- ASSIGNMENT -
Retype, word for word, the part of the footnotes below that starts with the words "2. The phrase" and ends with "not treated separately.".

- EXCERPTED PASSAGE -
Administrative Law Judge

FOOTNOTES
...TO TOP

1. All references are to the revision of the Code of Federal Regulations (C.F.R.) in effect at the time of the surveys, unless otherwise indicated.

2. The phrase "burden of proof" as used herein is treated as synonymous with the phrase "burden of persuasion." The party with the burden of producing or going forward with the evidence is not treated separately.

3. It should be noted that the CMS allegations of past violations in this case are based upon a record review, the same records offered as evidence by CMS.

4. The unrebutted evidence is that Resident 36 had a private room and bath and that his toilet supplies, including briefs were stored in the bathroom on a cart near the door. Tr. 146.

5. CMS has offered evidence that I admitted, that reflects remedial measures taken by Petitioner. Petitioner objected on grounds that its remedial measures should not be construed as proof of liability, admission, or culpability. Tr. 12-14. Federal Rule of Evidence 407, while not directly applicable in this case, specifically prohibits in most cases the use of evidence of remedial measures against an entity. Rule 407 is based on sound public policy and is intended to encourage parties to remedy problems on their own, without fear that their action will be construed against them. In the context of long-term care facilities, the rationale underlying Rule 407 is certainly applicable. It is desirable to encourage facilities to take remedial actions and not discourage such actions because a facility might be concerned that such action would be construed against it. I also recognize that is not uncommon for a facility to take remedial action, whether or not it agrees with such action, simply because a surveyor suggests the action. Accordingly, I have not construed any remedial action by Petitioner to be an admission of fault, liability, or culpability.

- DATA -
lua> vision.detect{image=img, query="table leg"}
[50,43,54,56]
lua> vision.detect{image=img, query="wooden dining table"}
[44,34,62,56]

- YOUR RESPONSE -
2. The phrase "burden of proof" as used herein is treated as synonymous with the phrase "burden of persuasion." The party with the burden of producing or going forward with the evidence is not treated separately.